# [Selected text]
----------
Privy Council Appeal No 0018 of 2017

 

 

 

 

JUDGMENT

 

 

Harding (Appellant) v Attorney General of Anguilla (Respondent) (Anguilla)

 

From the Court of Appeal of the Eastern Caribbean Supreme Court (Anguilla)

 

before

 

Lord Reed

Lord Kerr

Lord Sumption

Lord Hodge

Lord Briggs

 

 

JUDGMENT GIVEN ON

 

 

30 July 2018

 

 

Heard on 9 July 2018

 

                   


 

 

Appellant

 

Respondent

Horace R Fraser

 

John McKendrick QC

 

 

Attorney General, Anguilla

(Instructed by Simons Muirhead & Burton LLP)

 

(Instructed by Attorney General’s Chambers)

 

 

 


LORD SUMPTION:

1.                  In these proceedings, Mrs Harding claims that she was removed from office before the expiry of her final term in breach of the Constitution of Anguilla, and that she had a legitimate expectation of reappointment which was violated by the failure to reappoint her. Her claim was rejected in the High Court and again in the Eastern Caribbean Court of Appeal for reasons which appear to the Board to be entirely correct. They will therefore content themselves with indicating briefly the points which were argued and the reasons why they have now failed at every stage.

2.                  The Constitution of Anguilla provides:

Power to appoint, etc, to judicial offices

68(1)  Power to make appointments to the offices to which this section applies and to remove and exercise disciplinary control over persons holding or acting in such offices shall vest in the Governor, acting after consultation with the Judicial Service Commission.

(2)       This section applies to the office of Magistrate, to any office in the public service of any registrar or other officer of the High Court who is required to possess legal qualifications and to such other offices in the public service, for appointment to which persons are required to possess legal qualifications, as may be prescribed by any law for the time being in force in Anguilla.”
----------
Records of point placement:
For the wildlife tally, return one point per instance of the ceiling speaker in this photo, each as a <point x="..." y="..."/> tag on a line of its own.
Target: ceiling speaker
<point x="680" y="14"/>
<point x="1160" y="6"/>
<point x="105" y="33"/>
----------
Carry on the Privy Council judgment in Harding v Attorney General of Anguilla from the point where it stops. The point placement lines above are not needed.

3.                  Mrs Harding was the first holder of the office of Registrar of the High Court of Anguilla. She was originally appointed for a term of two years with effect from 10 January 1999. On the expiry of that term she was reappointed for six further consecutive terms, the last one expiring on 10 January 2012. The terms of her appointment were set out on each occasion in a written contract. Three clauses of the final contract, dated 21 January 2010, are relevant. The first, clause 1, provided that her appointment was limited to two years, from 11 January 2010. The second was clause 7, which entitled the Governor to terminate her appointment at any time without cause on three months’ notice after consulting the Judicial Service Commission. The third was clause 11, which provided that six months before the end of the term her appointment would be advertised, and that if she wished to be considered she must submit a curriculum vitae, which would be submitted to the Governor along with the curriculum vitae of any other suitably qualified applicant.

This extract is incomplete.